Aufgabenstellung: Entnimm dem Material den Abschnitt vom Anfang bis einschließlich der Zeile, die „<point>744,569</point>“ enthält, und gib ihn wortgetreu wieder. Lass die Bilder dabei weg.

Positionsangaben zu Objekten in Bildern
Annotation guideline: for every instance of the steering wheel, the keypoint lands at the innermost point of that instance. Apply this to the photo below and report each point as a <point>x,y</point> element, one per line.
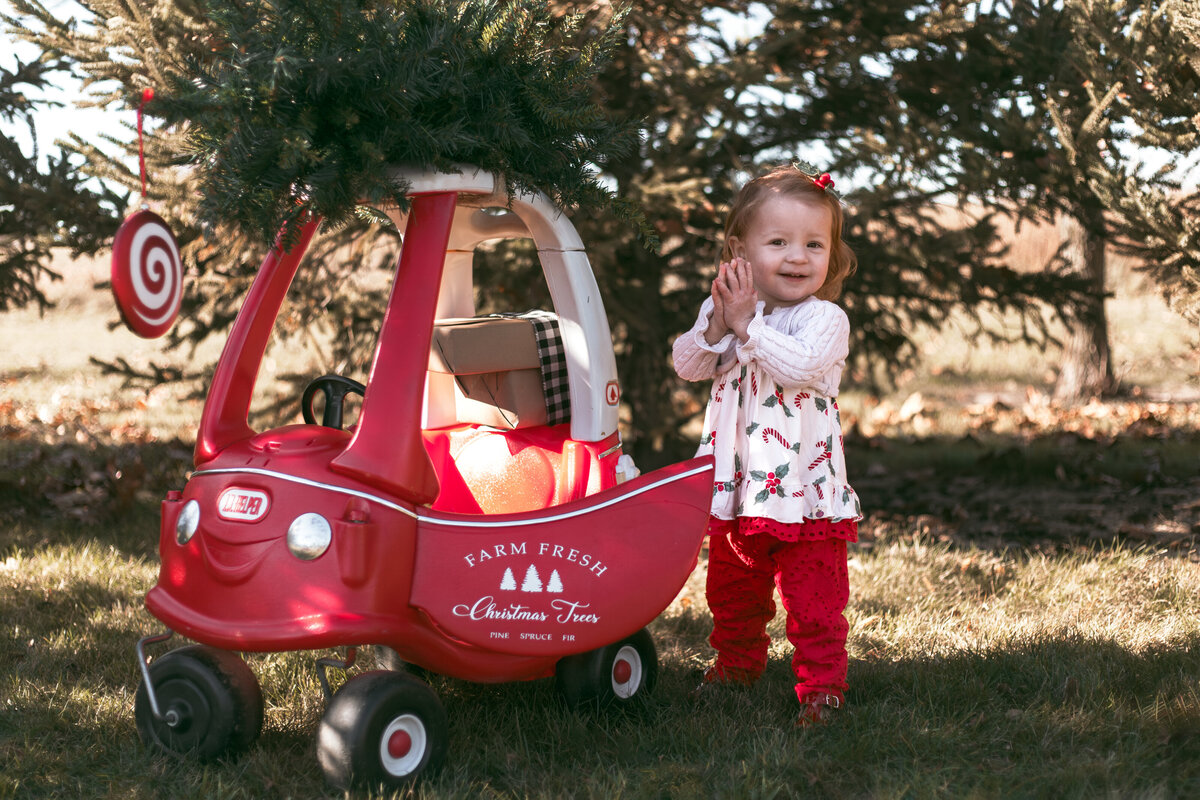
<point>335,389</point>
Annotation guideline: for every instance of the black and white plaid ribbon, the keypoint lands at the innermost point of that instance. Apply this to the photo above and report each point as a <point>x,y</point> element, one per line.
<point>552,356</point>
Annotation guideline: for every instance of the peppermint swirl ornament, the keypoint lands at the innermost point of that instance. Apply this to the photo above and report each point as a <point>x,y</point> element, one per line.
<point>148,275</point>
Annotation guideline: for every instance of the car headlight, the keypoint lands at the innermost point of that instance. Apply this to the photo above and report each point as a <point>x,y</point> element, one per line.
<point>187,522</point>
<point>309,536</point>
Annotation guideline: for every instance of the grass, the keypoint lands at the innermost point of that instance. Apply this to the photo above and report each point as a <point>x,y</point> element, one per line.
<point>973,673</point>
<point>982,663</point>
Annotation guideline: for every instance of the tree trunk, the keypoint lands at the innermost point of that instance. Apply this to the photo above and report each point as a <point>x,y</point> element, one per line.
<point>1086,365</point>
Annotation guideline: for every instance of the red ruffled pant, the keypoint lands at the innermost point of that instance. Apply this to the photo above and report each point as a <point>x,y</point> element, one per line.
<point>744,569</point>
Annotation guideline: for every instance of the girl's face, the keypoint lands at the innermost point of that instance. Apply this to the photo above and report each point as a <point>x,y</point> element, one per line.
<point>787,242</point>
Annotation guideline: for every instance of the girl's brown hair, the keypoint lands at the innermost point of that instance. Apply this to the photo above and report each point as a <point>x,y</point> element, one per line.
<point>791,181</point>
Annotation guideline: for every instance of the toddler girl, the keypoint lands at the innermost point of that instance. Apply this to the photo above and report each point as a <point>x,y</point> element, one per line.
<point>774,346</point>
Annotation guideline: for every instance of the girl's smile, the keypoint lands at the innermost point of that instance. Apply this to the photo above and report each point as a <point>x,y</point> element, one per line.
<point>787,244</point>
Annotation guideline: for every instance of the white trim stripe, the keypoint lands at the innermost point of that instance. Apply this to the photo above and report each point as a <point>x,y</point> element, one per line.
<point>439,521</point>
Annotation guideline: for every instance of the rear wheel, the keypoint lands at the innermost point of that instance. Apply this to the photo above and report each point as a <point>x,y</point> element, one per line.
<point>618,674</point>
<point>210,702</point>
<point>382,728</point>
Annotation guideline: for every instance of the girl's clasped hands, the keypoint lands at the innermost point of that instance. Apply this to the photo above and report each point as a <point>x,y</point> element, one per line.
<point>735,300</point>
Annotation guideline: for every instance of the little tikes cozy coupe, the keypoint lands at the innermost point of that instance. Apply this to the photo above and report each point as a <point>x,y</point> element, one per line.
<point>459,523</point>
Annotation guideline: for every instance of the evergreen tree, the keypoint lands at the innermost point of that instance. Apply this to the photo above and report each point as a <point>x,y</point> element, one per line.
<point>1017,104</point>
<point>904,102</point>
<point>41,206</point>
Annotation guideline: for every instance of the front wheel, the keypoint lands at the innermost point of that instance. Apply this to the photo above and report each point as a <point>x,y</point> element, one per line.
<point>382,728</point>
<point>210,702</point>
<point>618,674</point>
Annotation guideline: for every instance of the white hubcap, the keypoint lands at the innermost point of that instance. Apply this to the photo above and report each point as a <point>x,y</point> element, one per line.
<point>627,672</point>
<point>402,745</point>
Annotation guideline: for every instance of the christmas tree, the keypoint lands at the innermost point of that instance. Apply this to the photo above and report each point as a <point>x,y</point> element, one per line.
<point>41,206</point>
<point>532,581</point>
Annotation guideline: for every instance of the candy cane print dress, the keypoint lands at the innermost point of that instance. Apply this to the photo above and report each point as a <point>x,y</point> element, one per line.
<point>772,421</point>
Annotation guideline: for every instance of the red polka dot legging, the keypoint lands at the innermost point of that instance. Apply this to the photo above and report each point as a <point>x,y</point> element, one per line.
<point>814,584</point>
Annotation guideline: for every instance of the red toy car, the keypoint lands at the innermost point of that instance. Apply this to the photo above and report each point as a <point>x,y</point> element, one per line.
<point>459,523</point>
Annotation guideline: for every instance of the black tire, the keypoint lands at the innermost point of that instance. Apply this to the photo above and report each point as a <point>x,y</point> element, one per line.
<point>214,698</point>
<point>619,674</point>
<point>382,728</point>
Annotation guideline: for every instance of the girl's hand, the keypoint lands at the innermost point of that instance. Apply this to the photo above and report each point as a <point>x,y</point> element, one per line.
<point>717,328</point>
<point>739,299</point>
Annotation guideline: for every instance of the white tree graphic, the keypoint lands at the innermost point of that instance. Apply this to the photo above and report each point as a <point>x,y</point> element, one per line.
<point>533,581</point>
<point>508,583</point>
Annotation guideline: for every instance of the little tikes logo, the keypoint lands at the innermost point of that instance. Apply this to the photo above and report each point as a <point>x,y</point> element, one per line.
<point>243,505</point>
<point>541,595</point>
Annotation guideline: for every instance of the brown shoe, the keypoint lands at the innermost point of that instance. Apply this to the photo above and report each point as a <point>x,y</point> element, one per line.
<point>817,709</point>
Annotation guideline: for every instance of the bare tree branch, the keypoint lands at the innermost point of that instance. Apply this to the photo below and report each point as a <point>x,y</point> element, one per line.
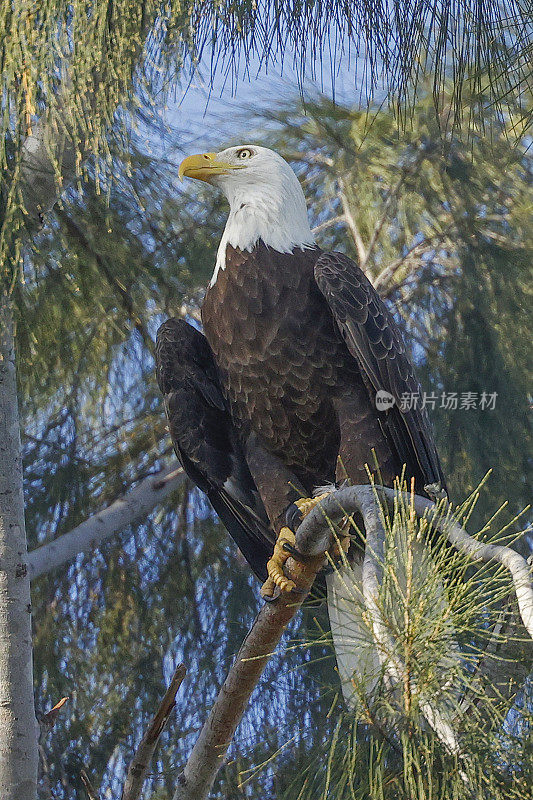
<point>313,538</point>
<point>215,737</point>
<point>91,793</point>
<point>139,764</point>
<point>124,511</point>
<point>351,224</point>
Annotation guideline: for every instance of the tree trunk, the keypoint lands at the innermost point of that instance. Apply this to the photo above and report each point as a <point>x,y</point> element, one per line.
<point>18,726</point>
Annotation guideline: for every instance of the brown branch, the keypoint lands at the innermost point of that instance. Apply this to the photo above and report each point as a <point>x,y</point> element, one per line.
<point>91,793</point>
<point>215,737</point>
<point>139,764</point>
<point>124,511</point>
<point>351,224</point>
<point>313,538</point>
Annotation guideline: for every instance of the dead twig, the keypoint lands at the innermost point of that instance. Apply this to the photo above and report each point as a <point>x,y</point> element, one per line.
<point>313,539</point>
<point>140,761</point>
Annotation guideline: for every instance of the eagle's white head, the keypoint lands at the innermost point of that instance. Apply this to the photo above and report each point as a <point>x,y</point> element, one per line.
<point>265,197</point>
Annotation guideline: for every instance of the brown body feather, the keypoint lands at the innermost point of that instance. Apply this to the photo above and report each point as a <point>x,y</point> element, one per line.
<point>298,395</point>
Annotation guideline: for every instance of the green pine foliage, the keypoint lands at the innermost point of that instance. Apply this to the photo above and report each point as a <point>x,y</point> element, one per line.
<point>108,267</point>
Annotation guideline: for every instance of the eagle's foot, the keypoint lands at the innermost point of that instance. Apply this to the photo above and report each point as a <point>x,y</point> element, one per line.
<point>276,576</point>
<point>306,504</point>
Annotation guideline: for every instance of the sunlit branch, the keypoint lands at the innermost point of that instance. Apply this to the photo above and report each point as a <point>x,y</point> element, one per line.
<point>133,506</point>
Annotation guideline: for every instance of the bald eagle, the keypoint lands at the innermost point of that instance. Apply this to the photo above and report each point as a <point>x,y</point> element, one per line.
<point>278,396</point>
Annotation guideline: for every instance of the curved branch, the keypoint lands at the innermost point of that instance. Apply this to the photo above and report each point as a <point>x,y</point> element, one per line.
<point>143,755</point>
<point>315,536</point>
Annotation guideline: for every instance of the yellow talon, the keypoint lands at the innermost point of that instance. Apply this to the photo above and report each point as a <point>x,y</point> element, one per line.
<point>276,576</point>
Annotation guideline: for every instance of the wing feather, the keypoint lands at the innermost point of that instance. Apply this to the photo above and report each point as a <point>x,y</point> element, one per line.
<point>374,339</point>
<point>205,440</point>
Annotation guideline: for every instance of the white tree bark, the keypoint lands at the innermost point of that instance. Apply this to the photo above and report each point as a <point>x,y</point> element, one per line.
<point>18,725</point>
<point>126,510</point>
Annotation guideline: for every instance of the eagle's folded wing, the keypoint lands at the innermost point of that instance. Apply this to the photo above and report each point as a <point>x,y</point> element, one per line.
<point>205,440</point>
<point>374,339</point>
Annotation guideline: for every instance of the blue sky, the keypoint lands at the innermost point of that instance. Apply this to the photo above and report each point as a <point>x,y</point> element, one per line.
<point>208,116</point>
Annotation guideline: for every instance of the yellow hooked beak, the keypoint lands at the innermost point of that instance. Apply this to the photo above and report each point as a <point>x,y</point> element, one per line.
<point>204,166</point>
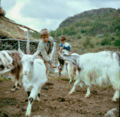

Lösung:
Annotation guideline: for every instance of the steering wheel, the keypoint lands at the innermost point of that instance. Apply this to the photo below and report each point as a <point>x,y</point> element, one per line.
<point>335,389</point>
Annotation guideline: for every instance of the black and white plaid ribbon, the keypoint lands at the innermost point of that instance. Apply this to the photo above and report each point as a <point>x,y</point> element, one per line.
<point>552,356</point>
Annotation guideline: for every instance of the peppermint swirl ornament, the keypoint lands at the innermost point of that instance. Apply this to the photo above and report each point as a <point>x,y</point> element, one per line.
<point>148,275</point>
Annotation guideline: for every instance of the car headlight, the keypoint lands at the innermost point of that instance. Apply this to the photo above and report each point as a <point>x,y</point> element, one per line.
<point>187,522</point>
<point>309,536</point>
Annotation guideline: for every instance of the grass, the keypoint lands at the innermost point of that instance. Apply this to the photo above and report each point as a <point>x,y</point> element, one per line.
<point>973,673</point>
<point>982,663</point>
Annotation guideline: for every instance of the tree trunk, the keypoint lands at the innermost point of that instance. Apply this to the photo above and report each point as a <point>x,y</point> element, one per line.
<point>1086,365</point>
Annotation guideline: for every instance of the red ruffled pant, the keypoint lands at the innermost point of that instance. Apply this to the photo above and report each point as a <point>x,y</point> element, one per line.
<point>744,569</point>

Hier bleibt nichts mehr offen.